ARTICLE =
The estimate above depends on the chosen perturbation set ${\mathcal{S}}_m$. It represents the largest objective variation identified by the selected sampling or search strategy, not a certified global bound over the full uncertainty domain. Consequently, the largest observed degradation does not necessarily correspond to the all-positive or all-negative extremal-position layouts used in the original benchmark metric. In nonlinear problems, mixed positive and negative turn deviations may produce a larger deterioration of the nominal field-homogeneity objective than these two prescribed layouts.

If a discrete uncertainty model is assumed, each turn can be displaced by $-0.5$ mm, 0 mm, or $+0.5$ mm. The geometric tolerance of $\pm 0.5$ mm follows the original TEAM 35 Problem A specification and is therefore retained here to keep the results comparable with the benchmark formulation. The current-density perturbation is not part of the original benchmark; it is introduced as an additional parametric excitation uncertainty. In the simulations, the perturbation range is $\Delta J\in [-0.05,+0.05]$ A/${\mathrm{mm}}^2$, which corresponds to approximately $\pm 1.67\%$ of the nominal value $J_0=3$ A/${\mathrm{mm}}^2$. This value is not claimed to represent a universal manufacturing tolerance but is used to study the effect of a small common-mode excitation uncertainty on the robustness estimates. The three-level discrete representation used by the DoE methods is an approximation of the admissible uncertainty domain. It may miss critical intermediate perturbation combinations, especially if the largest degradation occurs away from the prescribed levels. For this reason, the reported DoE values are interpreted as sampled robustness estimates rather than certified global robustness bounds. In the ten-parameter formulation, this leads to $3^{10}=59,049$ possible combinations, which makes exhaustive evaluation impractical in an optimization workflow. For this reason, several approximate robustness estimation strategies are considered in this paper: Box–Behnken (BB), Plackett–Burman (PB), Central Composite Design (CCD), a Sobol-sequence-based quasi-random approach, and an NSGA-II-based search.

The original robustness metric must be modified when the uncertainty of the excitation current density is also taken into account. In that case, four extremal layouts are evaluated instead of two because the positive and negative current-density perturbations must be combined with the positive and negative extremal positional perturbations.

In the extended case, the turn-position uncertainties of the original TEAM 35 tolerance model are retained, and the current-density uncertainty is added as an additional scalar excitation perturbation. Thus, the extended model combines turn-wise geometric deviations with a common-mode perturbation of the imposed current density. This current-density perturbation is not intended to represent a detailed spatial current-distribution model inside the conductors; it is used to examine how a global excitation-related uncertainty source affects the robustness estimates.

PROBLEM = Write the next part of the passage on robustness estimation for the TEAM 35 benchmark, starting right after its last sentence. The data that follows is not needed for anything here.

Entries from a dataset
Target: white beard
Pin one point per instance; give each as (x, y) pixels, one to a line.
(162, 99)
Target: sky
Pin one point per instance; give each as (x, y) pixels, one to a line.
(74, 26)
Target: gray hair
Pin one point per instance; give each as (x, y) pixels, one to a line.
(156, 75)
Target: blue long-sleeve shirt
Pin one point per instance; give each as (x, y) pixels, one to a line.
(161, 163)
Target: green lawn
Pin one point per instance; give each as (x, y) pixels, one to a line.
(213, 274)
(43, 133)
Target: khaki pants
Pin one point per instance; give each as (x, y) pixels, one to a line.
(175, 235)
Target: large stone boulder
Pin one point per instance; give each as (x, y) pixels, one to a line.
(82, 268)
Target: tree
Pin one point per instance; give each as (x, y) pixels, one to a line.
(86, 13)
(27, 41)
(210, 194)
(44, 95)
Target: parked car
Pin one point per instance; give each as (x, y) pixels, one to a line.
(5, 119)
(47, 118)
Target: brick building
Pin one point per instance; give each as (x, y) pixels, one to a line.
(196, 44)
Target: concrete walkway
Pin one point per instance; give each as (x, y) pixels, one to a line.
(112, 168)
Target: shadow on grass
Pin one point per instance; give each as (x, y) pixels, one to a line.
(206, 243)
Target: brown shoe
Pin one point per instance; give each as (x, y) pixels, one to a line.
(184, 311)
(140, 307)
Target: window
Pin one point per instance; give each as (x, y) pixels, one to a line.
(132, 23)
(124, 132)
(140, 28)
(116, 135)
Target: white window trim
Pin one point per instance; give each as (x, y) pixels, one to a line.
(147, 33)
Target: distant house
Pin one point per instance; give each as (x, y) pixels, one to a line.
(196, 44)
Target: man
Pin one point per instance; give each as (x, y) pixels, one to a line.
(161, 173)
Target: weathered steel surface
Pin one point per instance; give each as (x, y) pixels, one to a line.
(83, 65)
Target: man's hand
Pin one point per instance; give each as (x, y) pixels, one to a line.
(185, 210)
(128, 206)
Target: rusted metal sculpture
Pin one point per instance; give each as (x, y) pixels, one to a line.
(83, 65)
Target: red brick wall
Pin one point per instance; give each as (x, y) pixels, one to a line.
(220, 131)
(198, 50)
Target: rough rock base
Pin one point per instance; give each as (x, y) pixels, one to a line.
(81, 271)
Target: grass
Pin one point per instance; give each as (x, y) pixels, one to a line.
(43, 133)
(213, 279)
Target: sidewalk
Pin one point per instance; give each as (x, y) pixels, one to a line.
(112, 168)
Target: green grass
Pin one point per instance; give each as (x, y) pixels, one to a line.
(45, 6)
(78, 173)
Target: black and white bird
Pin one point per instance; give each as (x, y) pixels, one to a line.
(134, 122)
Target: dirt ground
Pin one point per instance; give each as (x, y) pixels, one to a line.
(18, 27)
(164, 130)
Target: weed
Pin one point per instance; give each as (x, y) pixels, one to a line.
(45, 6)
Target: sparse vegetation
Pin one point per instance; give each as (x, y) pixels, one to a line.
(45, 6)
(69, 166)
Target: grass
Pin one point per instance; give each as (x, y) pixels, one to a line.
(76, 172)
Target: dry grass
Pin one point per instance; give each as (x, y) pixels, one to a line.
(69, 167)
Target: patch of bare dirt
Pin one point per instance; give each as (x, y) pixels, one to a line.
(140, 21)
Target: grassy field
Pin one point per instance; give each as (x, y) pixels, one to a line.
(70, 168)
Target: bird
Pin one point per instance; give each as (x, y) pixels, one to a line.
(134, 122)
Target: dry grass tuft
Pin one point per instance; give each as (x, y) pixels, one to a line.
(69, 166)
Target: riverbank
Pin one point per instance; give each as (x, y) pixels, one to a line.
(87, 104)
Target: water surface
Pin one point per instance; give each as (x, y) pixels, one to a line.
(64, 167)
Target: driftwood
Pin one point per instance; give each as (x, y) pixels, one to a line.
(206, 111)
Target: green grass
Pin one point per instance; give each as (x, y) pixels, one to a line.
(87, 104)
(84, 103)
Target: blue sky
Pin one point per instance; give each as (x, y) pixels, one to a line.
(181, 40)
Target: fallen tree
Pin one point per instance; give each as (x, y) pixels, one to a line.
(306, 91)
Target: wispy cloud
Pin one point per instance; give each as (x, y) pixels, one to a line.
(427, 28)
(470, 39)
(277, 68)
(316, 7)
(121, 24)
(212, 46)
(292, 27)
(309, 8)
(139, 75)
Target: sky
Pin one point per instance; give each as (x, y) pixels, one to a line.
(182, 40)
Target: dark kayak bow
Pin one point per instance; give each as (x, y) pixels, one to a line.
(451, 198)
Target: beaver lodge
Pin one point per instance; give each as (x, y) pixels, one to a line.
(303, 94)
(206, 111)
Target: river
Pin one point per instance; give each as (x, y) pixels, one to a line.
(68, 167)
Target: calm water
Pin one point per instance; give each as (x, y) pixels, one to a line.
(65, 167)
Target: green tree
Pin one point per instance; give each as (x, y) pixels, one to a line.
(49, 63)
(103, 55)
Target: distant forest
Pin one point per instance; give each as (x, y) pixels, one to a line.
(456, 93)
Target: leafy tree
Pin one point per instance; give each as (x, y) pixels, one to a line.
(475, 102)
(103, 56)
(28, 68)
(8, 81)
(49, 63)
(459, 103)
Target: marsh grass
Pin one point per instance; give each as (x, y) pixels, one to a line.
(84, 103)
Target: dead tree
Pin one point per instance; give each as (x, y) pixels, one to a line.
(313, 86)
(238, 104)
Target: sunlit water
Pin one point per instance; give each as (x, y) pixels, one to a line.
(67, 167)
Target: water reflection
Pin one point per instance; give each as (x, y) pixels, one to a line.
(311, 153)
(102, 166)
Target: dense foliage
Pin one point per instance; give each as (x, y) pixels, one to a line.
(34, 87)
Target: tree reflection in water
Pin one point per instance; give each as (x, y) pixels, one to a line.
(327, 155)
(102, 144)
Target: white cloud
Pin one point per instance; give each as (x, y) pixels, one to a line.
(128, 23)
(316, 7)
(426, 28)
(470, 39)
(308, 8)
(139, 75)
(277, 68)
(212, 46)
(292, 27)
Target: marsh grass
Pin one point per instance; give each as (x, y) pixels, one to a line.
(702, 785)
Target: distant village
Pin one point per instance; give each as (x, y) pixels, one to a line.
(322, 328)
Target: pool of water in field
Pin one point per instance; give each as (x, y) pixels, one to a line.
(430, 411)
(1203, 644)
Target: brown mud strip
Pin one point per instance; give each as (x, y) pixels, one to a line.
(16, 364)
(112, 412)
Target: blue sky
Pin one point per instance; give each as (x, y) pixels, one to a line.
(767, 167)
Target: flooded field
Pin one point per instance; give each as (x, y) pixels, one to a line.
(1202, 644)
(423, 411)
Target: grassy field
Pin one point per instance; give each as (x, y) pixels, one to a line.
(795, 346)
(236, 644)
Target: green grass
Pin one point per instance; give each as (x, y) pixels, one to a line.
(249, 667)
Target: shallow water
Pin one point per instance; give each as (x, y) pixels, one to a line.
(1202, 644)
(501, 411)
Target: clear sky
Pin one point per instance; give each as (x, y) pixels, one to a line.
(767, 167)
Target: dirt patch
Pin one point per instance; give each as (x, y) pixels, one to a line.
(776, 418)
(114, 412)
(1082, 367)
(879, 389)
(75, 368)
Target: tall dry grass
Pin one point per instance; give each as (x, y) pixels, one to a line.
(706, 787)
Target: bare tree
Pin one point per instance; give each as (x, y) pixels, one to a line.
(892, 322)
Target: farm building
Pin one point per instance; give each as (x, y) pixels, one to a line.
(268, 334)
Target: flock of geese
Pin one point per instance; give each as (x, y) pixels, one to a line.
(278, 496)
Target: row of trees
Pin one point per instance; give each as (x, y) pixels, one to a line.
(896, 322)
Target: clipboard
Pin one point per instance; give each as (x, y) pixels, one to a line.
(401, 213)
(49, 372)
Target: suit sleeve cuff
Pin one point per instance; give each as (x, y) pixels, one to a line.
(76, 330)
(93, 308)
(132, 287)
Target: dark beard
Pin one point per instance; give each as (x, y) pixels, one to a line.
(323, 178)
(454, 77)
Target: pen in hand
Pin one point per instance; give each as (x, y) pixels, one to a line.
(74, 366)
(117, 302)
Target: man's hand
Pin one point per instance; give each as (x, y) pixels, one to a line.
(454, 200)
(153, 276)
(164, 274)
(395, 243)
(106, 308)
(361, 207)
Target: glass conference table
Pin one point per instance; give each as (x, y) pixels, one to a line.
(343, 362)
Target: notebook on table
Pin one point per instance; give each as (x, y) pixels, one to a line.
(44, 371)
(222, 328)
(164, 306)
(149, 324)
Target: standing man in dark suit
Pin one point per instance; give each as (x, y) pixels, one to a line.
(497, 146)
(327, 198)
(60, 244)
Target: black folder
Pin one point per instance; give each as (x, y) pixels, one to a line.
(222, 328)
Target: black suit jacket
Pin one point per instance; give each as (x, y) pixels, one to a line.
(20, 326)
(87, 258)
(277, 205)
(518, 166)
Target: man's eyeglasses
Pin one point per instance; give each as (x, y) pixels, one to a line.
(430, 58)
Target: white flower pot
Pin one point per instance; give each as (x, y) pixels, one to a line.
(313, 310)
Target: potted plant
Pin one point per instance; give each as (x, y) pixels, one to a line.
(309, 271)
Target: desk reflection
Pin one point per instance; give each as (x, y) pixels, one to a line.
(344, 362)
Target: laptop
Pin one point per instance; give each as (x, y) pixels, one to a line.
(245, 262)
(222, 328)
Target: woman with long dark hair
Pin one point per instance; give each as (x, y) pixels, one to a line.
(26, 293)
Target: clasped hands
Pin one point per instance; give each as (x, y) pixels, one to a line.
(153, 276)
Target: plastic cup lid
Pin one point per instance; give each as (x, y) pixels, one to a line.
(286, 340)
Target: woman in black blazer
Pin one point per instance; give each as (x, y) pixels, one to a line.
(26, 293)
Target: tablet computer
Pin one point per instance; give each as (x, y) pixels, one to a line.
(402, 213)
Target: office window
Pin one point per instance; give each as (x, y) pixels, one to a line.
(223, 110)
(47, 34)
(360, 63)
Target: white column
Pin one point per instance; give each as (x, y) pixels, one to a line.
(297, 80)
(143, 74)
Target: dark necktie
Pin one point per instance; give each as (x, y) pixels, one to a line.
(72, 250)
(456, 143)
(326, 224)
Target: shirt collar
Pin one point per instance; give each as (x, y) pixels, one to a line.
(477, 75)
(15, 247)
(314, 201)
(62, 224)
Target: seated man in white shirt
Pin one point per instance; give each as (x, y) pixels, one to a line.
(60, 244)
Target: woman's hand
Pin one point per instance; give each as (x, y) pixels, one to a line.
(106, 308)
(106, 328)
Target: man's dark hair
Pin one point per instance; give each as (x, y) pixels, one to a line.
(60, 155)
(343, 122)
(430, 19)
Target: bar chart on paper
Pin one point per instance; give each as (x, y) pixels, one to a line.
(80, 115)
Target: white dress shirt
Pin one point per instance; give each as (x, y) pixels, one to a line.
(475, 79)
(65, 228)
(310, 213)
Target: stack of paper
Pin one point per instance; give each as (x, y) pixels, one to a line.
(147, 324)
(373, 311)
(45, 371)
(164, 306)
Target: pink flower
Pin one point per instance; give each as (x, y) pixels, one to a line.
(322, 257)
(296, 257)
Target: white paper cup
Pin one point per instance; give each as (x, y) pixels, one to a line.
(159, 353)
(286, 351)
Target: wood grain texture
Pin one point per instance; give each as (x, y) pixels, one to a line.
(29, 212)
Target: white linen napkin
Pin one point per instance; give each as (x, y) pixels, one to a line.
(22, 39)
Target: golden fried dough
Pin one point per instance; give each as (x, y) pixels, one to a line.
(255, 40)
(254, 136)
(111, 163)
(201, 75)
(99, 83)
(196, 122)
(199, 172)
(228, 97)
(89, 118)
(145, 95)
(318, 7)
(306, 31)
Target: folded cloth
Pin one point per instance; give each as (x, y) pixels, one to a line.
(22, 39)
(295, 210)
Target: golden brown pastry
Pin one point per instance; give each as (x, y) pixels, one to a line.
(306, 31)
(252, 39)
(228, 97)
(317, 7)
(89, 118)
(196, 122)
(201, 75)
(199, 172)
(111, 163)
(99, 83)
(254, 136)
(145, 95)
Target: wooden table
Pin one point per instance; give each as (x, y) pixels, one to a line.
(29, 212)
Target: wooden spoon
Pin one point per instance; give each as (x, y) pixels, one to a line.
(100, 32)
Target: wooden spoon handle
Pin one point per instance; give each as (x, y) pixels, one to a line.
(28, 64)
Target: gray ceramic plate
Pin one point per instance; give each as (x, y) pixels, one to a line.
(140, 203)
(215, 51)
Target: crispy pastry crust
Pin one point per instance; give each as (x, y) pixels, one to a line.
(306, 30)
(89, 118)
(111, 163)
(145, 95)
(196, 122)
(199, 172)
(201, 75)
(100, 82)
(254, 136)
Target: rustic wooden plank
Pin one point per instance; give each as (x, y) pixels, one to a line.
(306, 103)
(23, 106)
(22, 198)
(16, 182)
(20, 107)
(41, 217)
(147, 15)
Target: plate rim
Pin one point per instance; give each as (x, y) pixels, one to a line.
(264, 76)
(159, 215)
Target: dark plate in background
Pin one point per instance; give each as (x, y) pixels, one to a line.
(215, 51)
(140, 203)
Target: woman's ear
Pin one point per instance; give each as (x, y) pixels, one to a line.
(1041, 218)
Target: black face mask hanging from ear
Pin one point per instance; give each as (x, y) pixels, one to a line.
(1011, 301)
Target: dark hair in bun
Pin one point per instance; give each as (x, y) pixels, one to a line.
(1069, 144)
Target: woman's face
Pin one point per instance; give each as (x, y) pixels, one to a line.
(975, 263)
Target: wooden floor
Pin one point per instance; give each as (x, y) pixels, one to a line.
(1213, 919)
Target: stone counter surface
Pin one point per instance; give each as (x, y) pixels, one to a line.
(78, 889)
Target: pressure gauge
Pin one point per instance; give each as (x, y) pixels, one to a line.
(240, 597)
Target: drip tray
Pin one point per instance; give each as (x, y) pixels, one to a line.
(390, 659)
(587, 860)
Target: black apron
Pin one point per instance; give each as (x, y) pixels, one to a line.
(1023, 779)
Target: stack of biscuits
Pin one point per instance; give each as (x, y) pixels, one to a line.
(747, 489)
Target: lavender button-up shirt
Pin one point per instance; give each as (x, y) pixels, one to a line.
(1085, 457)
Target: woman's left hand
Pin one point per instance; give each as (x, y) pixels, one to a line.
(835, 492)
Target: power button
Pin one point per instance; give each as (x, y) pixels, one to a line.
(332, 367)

FINAL RESULT =
In the following analysis, the same three DoE methodologies as in [32] are used to estimate the robustness degradation: Plackett–Burman, Box–Behnken, and Central Composite Design. In this work, the DoE schemes are not used to construct response-surface surrogate models. Instead, they are used as structured sampling plans in the uncertainty space. For each perturbation point generated by PB, BB, or CCD, the finite-element model is evaluated directly, and the corresponding value of $F_1$ is computed. The DoE-based robustness estimate is then obtained as the maximum absolute deviation from the nominal value of $F_1$ over the generated sample set. Therefore, the reported DoE values are sampled robustness estimates, not optima of fitted response-surface models. The corresponding computational effort is summarized in

Table 1. Robustness estimation methods and their computational demand for one fixed nominal layout. The original case includes only turn-position uncertainties, while the extended case additionally includes excitation current-density uncertainty. The notation ${\widehat{F}}_{2,\mathrm{method}}$ denotes the sampled robustness estimate obtained by the corresponding method.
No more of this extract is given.